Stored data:

◇ ◇ ◇

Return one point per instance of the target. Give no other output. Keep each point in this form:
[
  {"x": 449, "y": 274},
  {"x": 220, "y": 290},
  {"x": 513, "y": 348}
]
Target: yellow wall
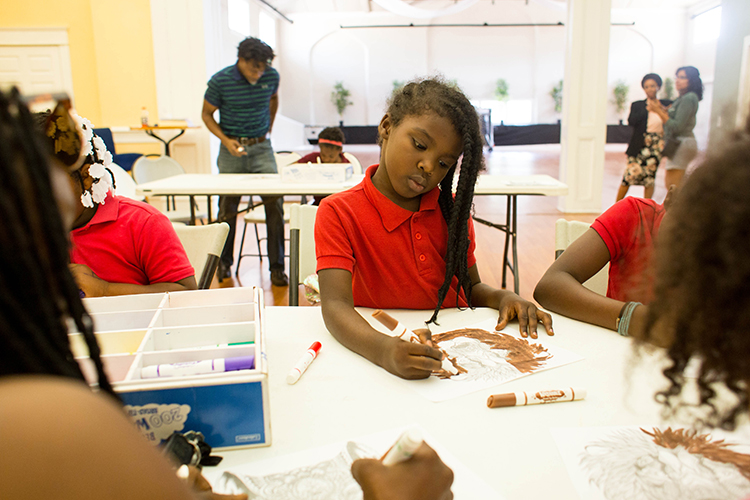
[{"x": 111, "y": 53}]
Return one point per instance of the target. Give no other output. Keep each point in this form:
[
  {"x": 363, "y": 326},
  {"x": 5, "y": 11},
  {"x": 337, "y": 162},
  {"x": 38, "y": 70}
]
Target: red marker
[{"x": 303, "y": 363}]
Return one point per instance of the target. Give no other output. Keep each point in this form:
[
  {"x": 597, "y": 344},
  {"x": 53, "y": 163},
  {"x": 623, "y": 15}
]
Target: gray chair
[
  {"x": 153, "y": 168},
  {"x": 302, "y": 260},
  {"x": 203, "y": 246}
]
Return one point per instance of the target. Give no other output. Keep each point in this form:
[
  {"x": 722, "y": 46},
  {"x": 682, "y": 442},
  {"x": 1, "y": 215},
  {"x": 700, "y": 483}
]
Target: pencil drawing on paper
[
  {"x": 322, "y": 481},
  {"x": 665, "y": 464},
  {"x": 479, "y": 355}
]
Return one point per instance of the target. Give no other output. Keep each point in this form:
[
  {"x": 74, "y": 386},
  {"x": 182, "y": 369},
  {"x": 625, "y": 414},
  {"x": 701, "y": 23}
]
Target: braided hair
[
  {"x": 38, "y": 294},
  {"x": 433, "y": 95}
]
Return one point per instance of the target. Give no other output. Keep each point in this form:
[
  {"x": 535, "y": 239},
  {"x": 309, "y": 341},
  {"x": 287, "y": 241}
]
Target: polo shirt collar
[
  {"x": 106, "y": 212},
  {"x": 236, "y": 73},
  {"x": 391, "y": 214}
]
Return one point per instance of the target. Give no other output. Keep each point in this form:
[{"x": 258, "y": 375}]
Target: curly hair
[
  {"x": 332, "y": 134},
  {"x": 433, "y": 95},
  {"x": 695, "y": 84},
  {"x": 255, "y": 49},
  {"x": 702, "y": 288},
  {"x": 37, "y": 290}
]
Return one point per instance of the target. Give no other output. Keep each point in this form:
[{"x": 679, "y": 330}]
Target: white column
[{"x": 584, "y": 128}]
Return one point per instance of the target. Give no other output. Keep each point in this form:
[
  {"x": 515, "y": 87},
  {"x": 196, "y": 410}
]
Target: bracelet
[{"x": 623, "y": 321}]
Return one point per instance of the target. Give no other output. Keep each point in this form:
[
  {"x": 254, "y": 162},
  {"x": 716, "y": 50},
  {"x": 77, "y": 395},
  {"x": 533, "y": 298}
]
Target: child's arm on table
[
  {"x": 509, "y": 305},
  {"x": 561, "y": 288},
  {"x": 405, "y": 359},
  {"x": 93, "y": 286}
]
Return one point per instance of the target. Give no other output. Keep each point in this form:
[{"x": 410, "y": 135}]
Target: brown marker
[
  {"x": 535, "y": 398},
  {"x": 393, "y": 325}
]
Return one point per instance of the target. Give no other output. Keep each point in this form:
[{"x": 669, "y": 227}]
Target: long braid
[
  {"x": 446, "y": 100},
  {"x": 37, "y": 291}
]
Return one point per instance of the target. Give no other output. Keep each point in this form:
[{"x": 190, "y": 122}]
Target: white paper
[
  {"x": 619, "y": 463},
  {"x": 487, "y": 367},
  {"x": 324, "y": 473}
]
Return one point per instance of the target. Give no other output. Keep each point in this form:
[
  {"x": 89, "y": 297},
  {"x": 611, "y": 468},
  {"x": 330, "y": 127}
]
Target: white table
[
  {"x": 209, "y": 185},
  {"x": 343, "y": 396}
]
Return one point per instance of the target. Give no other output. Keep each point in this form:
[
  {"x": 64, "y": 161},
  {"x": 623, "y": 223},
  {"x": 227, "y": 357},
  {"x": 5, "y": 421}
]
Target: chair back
[
  {"x": 203, "y": 246},
  {"x": 106, "y": 135},
  {"x": 124, "y": 184},
  {"x": 284, "y": 158},
  {"x": 566, "y": 232},
  {"x": 302, "y": 260},
  {"x": 147, "y": 169},
  {"x": 356, "y": 165}
]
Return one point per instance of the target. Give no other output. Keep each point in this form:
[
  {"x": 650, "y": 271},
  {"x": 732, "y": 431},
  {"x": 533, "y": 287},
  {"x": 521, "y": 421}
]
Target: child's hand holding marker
[
  {"x": 411, "y": 359},
  {"x": 410, "y": 470}
]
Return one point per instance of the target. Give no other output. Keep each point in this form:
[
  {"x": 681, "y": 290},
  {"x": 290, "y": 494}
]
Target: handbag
[{"x": 670, "y": 147}]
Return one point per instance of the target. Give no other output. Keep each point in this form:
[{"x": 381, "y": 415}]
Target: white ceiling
[{"x": 289, "y": 7}]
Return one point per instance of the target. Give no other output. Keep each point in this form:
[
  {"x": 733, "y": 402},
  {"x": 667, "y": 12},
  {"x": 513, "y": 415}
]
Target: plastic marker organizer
[
  {"x": 403, "y": 449},
  {"x": 303, "y": 363},
  {"x": 535, "y": 398},
  {"x": 187, "y": 368},
  {"x": 405, "y": 334}
]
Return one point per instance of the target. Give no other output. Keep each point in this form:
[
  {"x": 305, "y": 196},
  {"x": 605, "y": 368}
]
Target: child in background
[
  {"x": 67, "y": 441},
  {"x": 400, "y": 239},
  {"x": 331, "y": 142},
  {"x": 701, "y": 305},
  {"x": 624, "y": 237},
  {"x": 119, "y": 246}
]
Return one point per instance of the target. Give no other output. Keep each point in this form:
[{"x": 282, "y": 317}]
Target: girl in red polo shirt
[{"x": 402, "y": 240}]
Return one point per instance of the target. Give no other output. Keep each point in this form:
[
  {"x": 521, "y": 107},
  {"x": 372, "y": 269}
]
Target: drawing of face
[
  {"x": 480, "y": 361},
  {"x": 629, "y": 464}
]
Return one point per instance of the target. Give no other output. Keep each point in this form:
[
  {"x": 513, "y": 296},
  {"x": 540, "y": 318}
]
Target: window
[
  {"x": 267, "y": 29},
  {"x": 238, "y": 15},
  {"x": 707, "y": 25}
]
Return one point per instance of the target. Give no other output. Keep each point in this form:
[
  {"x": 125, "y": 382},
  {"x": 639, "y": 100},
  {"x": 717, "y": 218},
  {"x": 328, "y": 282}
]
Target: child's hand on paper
[
  {"x": 410, "y": 360},
  {"x": 202, "y": 487},
  {"x": 423, "y": 477},
  {"x": 512, "y": 306}
]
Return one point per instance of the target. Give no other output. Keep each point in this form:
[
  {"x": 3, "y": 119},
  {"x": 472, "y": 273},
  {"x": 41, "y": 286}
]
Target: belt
[{"x": 248, "y": 141}]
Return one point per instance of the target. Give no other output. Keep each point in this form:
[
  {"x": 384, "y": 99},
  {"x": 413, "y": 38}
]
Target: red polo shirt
[
  {"x": 629, "y": 230},
  {"x": 128, "y": 241},
  {"x": 396, "y": 257}
]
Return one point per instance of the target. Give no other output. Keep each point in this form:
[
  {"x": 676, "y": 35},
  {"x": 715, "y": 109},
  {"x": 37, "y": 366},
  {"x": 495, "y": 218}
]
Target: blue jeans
[{"x": 259, "y": 160}]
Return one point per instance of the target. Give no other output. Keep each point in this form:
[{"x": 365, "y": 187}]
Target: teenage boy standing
[{"x": 246, "y": 95}]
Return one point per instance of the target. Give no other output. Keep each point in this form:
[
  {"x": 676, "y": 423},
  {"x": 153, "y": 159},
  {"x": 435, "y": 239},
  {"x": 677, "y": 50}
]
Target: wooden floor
[{"x": 536, "y": 219}]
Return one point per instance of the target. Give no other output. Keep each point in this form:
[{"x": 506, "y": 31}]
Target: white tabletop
[
  {"x": 269, "y": 184},
  {"x": 343, "y": 396}
]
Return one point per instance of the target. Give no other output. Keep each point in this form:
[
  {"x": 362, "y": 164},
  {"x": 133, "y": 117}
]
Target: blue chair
[{"x": 124, "y": 160}]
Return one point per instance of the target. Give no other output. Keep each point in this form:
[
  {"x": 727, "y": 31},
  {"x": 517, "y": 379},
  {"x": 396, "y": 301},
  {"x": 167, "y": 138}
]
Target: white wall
[{"x": 316, "y": 52}]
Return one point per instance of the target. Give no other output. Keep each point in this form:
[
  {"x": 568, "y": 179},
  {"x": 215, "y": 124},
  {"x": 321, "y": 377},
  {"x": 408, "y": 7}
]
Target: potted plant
[
  {"x": 556, "y": 94},
  {"x": 668, "y": 89},
  {"x": 501, "y": 90},
  {"x": 620, "y": 93},
  {"x": 340, "y": 99}
]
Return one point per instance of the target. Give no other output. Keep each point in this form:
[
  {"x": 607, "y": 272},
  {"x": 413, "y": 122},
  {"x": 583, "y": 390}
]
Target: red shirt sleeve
[{"x": 333, "y": 247}]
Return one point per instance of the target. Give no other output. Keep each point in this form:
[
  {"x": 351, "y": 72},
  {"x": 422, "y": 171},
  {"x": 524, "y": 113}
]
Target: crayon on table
[
  {"x": 535, "y": 398},
  {"x": 404, "y": 447},
  {"x": 307, "y": 358}
]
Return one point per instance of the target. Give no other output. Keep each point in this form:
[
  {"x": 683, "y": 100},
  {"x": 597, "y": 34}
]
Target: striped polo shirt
[{"x": 244, "y": 108}]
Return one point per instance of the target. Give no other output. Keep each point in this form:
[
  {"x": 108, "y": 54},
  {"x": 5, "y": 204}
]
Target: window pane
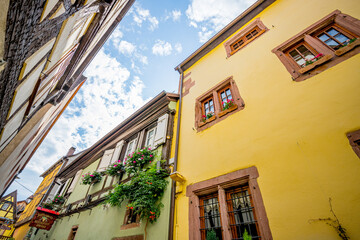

◇ ◇ ◇

SHORT EXERCISE
Locate each line of the listing above that contains the string "child", and copy those lines out in full.

OUTPUT OF THE EXERCISE
Target: child's arm on table
Target: child's hand holding marker
Target: child in background
Target: child's hand on paper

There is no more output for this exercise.